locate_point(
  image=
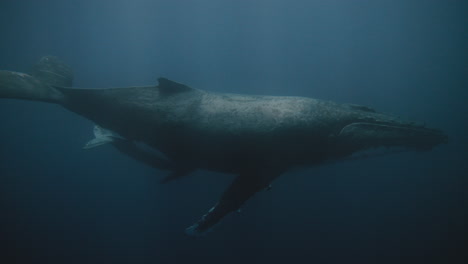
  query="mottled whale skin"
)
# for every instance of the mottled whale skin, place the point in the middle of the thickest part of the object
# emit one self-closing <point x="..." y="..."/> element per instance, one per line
<point x="258" y="138"/>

▸ **EXERCISE OBJECTIVE**: Rewrite every line of the records above in full, without the pictures, and increase each x and y coordinate in the answers by 20.

▸ **SOLUTION TO THE PROBLEM**:
locate_point(
  image=
  query="mottled whale skin"
)
# for every instance of the mottled whale skin, place the point in the middle of the thickest part of the object
# emit one self-closing <point x="..." y="..."/> element per instance, one per line
<point x="278" y="158"/>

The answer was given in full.